# PROBLEM DETAILS
Starting with the line that contains "target: leaf-covered ground" and going on through the end of the records, rewrite those lines with "forest floor" substituted for "leaf-covered ground" and everything else left unchanged.

[Mask labeling records]
>> START
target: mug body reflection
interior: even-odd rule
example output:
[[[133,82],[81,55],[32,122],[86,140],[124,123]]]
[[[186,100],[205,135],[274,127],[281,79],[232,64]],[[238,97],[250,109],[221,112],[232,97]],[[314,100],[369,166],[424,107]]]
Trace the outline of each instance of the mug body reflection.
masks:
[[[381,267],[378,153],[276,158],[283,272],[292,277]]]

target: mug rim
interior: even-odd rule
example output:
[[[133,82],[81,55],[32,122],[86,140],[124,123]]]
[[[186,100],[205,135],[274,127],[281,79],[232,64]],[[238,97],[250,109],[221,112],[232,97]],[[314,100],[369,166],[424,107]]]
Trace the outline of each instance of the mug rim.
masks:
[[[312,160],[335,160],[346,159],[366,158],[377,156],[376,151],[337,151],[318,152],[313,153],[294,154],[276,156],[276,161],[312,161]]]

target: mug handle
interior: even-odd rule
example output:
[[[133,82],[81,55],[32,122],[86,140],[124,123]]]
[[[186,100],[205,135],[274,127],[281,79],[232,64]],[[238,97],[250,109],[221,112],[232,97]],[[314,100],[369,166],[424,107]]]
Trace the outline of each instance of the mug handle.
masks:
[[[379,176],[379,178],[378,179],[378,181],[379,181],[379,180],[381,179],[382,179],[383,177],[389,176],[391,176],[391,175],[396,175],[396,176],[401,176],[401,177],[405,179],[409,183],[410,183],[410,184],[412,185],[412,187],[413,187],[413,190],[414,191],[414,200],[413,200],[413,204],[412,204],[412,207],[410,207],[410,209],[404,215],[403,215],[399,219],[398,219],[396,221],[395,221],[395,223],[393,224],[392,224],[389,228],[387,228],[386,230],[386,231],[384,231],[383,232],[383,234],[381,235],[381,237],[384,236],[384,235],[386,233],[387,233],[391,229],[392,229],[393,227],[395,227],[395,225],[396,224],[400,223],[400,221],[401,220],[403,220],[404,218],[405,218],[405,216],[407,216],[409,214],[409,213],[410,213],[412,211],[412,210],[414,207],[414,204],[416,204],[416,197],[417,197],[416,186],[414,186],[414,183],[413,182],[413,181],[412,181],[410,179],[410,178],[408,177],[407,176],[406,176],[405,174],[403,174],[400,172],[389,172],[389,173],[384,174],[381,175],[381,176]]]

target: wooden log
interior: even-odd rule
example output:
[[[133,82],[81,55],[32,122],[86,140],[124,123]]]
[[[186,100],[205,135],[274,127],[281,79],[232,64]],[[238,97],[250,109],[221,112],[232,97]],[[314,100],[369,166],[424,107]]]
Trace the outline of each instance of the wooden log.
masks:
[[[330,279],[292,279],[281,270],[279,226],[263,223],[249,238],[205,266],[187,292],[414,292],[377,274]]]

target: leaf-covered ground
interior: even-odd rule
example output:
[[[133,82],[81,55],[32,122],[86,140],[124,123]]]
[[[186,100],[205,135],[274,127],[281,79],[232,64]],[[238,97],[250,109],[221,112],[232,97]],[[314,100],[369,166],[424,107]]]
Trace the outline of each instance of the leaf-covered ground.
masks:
>> END
# REPLY TO THE TASK
target: forest floor
interior: even-odd rule
example output:
[[[133,82],[81,55],[32,122],[86,140],[124,123]]]
[[[186,100],[205,135],[274,127],[281,79],[232,64]],[[238,97],[250,109],[221,112],[232,97]],[[314,100],[369,166],[424,107]]]
Trace the outline of each instance of the forest floor.
masks:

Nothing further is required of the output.